EXERCISE DESCRIPTION: Give the items from their first line through the line containing "top-left (347, 164), bottom-right (651, 268)" as a JSON list of strings, with one string for each line and blank lines left out.

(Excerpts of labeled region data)
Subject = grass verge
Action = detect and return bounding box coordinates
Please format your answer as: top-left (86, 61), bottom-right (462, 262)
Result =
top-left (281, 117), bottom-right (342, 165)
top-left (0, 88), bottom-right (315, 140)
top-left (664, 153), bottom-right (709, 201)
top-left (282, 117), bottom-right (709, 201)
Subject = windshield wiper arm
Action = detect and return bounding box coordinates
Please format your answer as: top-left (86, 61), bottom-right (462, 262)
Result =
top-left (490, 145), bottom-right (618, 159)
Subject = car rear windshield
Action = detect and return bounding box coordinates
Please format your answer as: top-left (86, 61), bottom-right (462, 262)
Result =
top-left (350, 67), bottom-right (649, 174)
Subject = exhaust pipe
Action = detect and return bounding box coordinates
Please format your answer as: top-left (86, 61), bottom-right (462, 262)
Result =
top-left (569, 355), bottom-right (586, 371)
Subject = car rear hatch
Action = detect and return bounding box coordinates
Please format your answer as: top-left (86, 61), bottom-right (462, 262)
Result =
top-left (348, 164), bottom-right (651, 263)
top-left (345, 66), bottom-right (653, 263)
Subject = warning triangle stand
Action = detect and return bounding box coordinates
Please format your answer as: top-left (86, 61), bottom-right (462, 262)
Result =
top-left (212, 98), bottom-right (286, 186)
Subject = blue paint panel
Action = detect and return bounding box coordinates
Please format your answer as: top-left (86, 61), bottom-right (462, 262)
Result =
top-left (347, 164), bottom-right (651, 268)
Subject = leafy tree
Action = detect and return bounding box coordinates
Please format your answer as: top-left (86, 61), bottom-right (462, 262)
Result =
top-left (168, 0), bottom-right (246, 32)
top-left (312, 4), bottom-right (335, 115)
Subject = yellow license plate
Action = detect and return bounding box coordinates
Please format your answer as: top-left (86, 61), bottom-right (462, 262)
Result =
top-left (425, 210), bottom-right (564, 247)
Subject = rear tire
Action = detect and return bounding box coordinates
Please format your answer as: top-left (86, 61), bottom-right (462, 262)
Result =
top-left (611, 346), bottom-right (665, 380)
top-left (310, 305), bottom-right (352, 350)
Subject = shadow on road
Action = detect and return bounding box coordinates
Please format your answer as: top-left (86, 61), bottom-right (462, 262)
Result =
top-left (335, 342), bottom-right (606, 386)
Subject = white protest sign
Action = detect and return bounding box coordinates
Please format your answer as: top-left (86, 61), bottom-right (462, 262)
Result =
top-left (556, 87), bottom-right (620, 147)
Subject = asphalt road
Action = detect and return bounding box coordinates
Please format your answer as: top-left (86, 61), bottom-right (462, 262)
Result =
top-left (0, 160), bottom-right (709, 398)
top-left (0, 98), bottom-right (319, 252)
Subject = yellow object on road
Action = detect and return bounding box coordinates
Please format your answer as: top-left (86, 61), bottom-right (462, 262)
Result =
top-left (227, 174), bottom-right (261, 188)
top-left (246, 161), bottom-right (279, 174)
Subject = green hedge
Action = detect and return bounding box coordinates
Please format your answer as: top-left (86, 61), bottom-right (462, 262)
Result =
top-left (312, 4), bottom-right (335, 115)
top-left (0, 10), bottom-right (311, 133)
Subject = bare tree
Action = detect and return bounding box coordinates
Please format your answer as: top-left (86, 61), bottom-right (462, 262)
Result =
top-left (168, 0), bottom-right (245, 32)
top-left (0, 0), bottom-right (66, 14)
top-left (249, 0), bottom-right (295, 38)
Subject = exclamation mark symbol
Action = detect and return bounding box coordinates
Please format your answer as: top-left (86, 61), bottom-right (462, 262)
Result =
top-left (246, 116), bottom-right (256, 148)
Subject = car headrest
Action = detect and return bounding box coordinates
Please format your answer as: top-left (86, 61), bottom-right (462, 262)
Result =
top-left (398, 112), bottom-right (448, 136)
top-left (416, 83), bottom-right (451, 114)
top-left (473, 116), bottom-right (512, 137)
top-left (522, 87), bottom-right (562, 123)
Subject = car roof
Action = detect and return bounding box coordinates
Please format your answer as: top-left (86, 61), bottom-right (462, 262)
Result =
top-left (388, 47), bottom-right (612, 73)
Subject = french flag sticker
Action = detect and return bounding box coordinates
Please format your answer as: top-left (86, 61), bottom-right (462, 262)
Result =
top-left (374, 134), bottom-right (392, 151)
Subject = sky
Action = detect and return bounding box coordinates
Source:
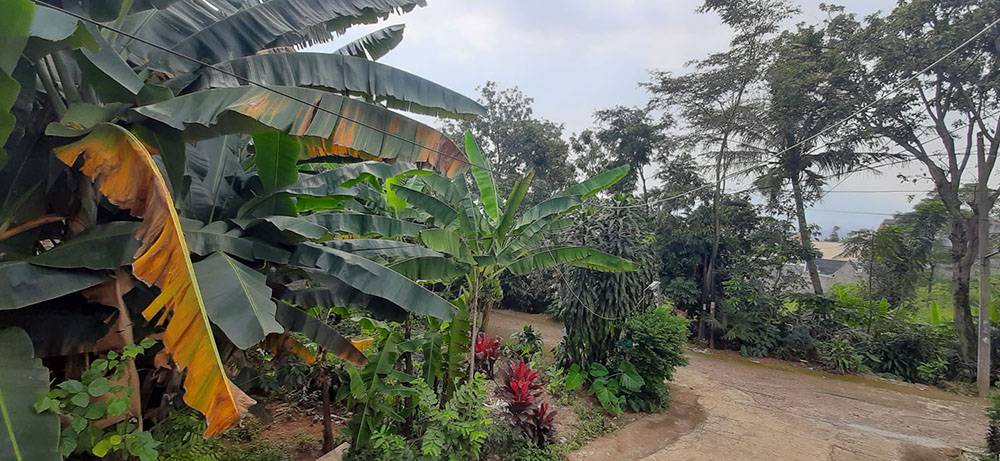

TASK OUTPUT:
[
  "Subject = grass verge",
  "Action = detect and return bounding box coordinates",
  "Please format your answer as: top-left (86, 61), bottom-right (462, 262)",
  "Result =",
  "top-left (281, 117), bottom-right (342, 165)",
  "top-left (0, 88), bottom-right (315, 140)",
  "top-left (664, 153), bottom-right (709, 201)",
  "top-left (282, 117), bottom-right (709, 201)",
  "Subject = windshield wiper arm",
  "Action = detect and return bounding box coordinates",
  "Please format your answer as: top-left (86, 61), bottom-right (462, 262)",
  "Result =",
  "top-left (490, 145), bottom-right (618, 159)",
  "Subject = car rear windshield",
  "Action = detect and return bounding box coordinates",
  "Please format your answer as: top-left (86, 61), bottom-right (462, 262)",
  "Result =",
  "top-left (350, 67), bottom-right (649, 174)",
  "Subject = exhaust pipe",
  "Action = detect and return bounding box coordinates",
  "Please format your answer as: top-left (86, 61), bottom-right (462, 262)",
  "Result =",
  "top-left (569, 355), bottom-right (586, 371)",
  "Subject = car rear hatch",
  "Action = detect and return bounding box coordinates",
  "Please format your answer as: top-left (86, 61), bottom-right (462, 262)",
  "Result =",
  "top-left (348, 164), bottom-right (651, 263)",
  "top-left (345, 66), bottom-right (653, 263)",
  "Subject = warning triangle stand",
  "Action = detect and return bounding box coordinates",
  "Please format your answer as: top-left (86, 61), bottom-right (462, 262)",
  "Result =",
  "top-left (212, 98), bottom-right (286, 186)",
  "Subject = blue paint panel",
  "Action = detect and return bounding box coordinates",
  "Please format your answer as: top-left (86, 61), bottom-right (462, 262)",
  "Result =",
  "top-left (347, 164), bottom-right (651, 268)"
]